▶ **Task 1**:
Answer these questions about the court opinion on Title VII religious discrimination:
(a) Which circuit decided Morrissette-Brown v. Mobile Infirmary Med. Ctr., and in what year?
(b) Under the statute's "Definitions" section, what must an employer demonstrate to be excused from accommodating an employee's religious observance or practice?
(c) How does the EEOC describe the person who replaced Ms. Santiago?
▶ **Task 2**:
Extend the court opinion on Title VII religious discrimination, picking up right after its last sentence.

▶ **Document excerpt**:
==========

Even more so than in most cases, the parties present vastly different assessments of the merits of this dispute. The EEOC alleges that Defendants acted with "malice or with reckless indifference" to Ms. Santiago's rights, (Compl. at 4), while Defendants contend that "this litigation is frivolous, should never have been initiated, and can only be described as vexatious," (Doc. 42 at 3). As with most cases, the Court views the matter as falling somewhere in the middle of these two poles; the Court cannot discern a basis in the record for imposition of punitive damages for malicious or reckless conduct by the Defendants, nor can it describe the EEOC's legal positions as wholly without foundation.

Title VII

Title VII provides in pertinent part that "[i]t shall be an unlawful employment practice for an employer . . . to fail or refuse to hire or to discharge any individual, or otherwise to discriminate against any individual with respect to his compensation, terms, conditions, or privileges of employment, because of such individual's . . . religion." 42 U.S.C. § 2000e-2(a)(1). The "Definitions" section of the statute provides that "[t]he term `religion' includes all aspects of religious observance and practice, as well as belief, unless an employer demonstrates that he is unable to reasonably accommodate to an employee's or prospective employee's religious observance or practice without undue hardship on the conduct of the employer's business." 42 U.S.C. § 2000e(j).

In a religious discrimination case involving a failure to accommodate, a Title VII plaintiff establishes a prima facie case by showing "(1) [s]he had a bona fide religious belief that conflicted with an employment requirement; (2) [s]he informed h[er] employer of h[er] belief; and (3) [s]he was discharged for failing to comply with the conflicting employment requirement.'" Morrissette-Brown v. Mobile Infirmary Med. Ctr., 506 F.3d 1317, 1321 (11th Cir. 2007). If the plaintiff establishes a prima facie case, the burden shifts to the employer to demonstrate that it cannot reasonably accommodate the belief or practice without undue hardship. Id. (citing 42 U.S.C. § 2000e(j)).

The EEOC also attempts to argue a disparate treatment claim in this case along with its failure-to-accommodate claim, and it argues that Defendants have not addressed the disparate treatment claim. However, this case clearly is a failure-to-accommodate case, and the Court finds no evidence to support a disparate treatment theory. Even if that theory could potentially fit the factual scenario presented here, it would fail.
A prima facie case of disparate treatment — here, discriminatory termination based on religion — requires the EEOC to show: (1) that Ms. Santiago is a member of a protected class; (2) that she was qualified for her job; and (3) that she was terminated and replaced by someone outside her protected class. The Court accepts for summary judgment purposes that Ms. Santiago is a member of a protected class as a "Nuwaubian," and there is no dispute that she was qualified to do her job. However, in attempting to establish the third prong of the prima facie case, the EEOC asserts that Ms. Santiago was replaced by "an employee whose religious affiliation is unknown." (Doc. 55 at 17). This does not establish that the replacement was outside Ms. Santiago's protected class; the replacement could also have been Nuwaubian.

==========

(Named object pointing lines)
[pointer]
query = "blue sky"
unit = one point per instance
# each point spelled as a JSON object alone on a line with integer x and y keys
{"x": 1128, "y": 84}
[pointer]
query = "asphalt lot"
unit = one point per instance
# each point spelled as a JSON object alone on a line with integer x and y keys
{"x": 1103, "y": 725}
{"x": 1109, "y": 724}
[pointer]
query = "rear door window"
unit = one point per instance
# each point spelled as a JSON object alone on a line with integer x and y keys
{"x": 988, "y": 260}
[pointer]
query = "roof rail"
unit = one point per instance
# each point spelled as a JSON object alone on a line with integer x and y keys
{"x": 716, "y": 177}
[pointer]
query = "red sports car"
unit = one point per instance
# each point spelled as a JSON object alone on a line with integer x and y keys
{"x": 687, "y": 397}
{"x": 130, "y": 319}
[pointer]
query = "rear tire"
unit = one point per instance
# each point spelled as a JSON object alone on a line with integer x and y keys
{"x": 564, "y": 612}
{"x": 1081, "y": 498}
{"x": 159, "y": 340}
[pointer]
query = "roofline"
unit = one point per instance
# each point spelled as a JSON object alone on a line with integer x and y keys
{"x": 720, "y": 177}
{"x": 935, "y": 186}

==========

▶ **Reply 1**:
(a) The Eleventh Circuit, in 2007.
(b) That the employer is unable to reasonably accommodate the employee's religious observance or practice without undue hardship on the conduct of its business.
(c) As "an employee whose religious affiliation is unknown."

▶ **Reply 2**:
If the EEOC had presented a prima facie case, the burden would shift to Defendants to articulate a legitimate, nondiscriminatory reason for its termination of Ms. Santiago. Defendants state that they terminated her for failing to remove the nose ring — in violation of Subway's policy barring facial jewelry. The EEOC argues that this is not a nondiscriminatory reason because Ms. Santiago's religion is the reason she wore the nose ring and thus "when [she] was fired for wearing a nose ring to work, she was fired because of religion." (Doc. 55 at 17). However, this is not the proper method of assessing the legitimacy of an employer's reason in the burden-shifting framework developed by McDonnell Douglas Corp. v. Green, 411 U.S. 792 (1973), and its progeny. The reason stated is facially legitimate — there was a policy against the wearing of nose rings, and Ms. Santiago refused to comply with it. The fact that she refused to comply with it because of her religious beliefs illustrates why this case is an accommodation case and not a disparate treatment case.
In any event, because the Defendants have articulated a facially legitimate reason, in order to survive summary judgment the EEOC would have to present evidence creating a genuine issue of material fact as to whether Defendants' explanation was merely a pretext for discrimination. There is no evidence that Ms. Santiago's failure to comply with the policy was not the real reason for her termination.
This is not to say that there will be no case where both theories are viable. Here, however, there is no evidence of an intent to discriminate against Ms. Santiago because of her religion and to fire her because of her religious beliefs. She was fired for her failure to comply with the nose ring policy, and the issue presented on these facts is whether Defendants failed to accommodate her religion, not whether they fired her for her beliefs.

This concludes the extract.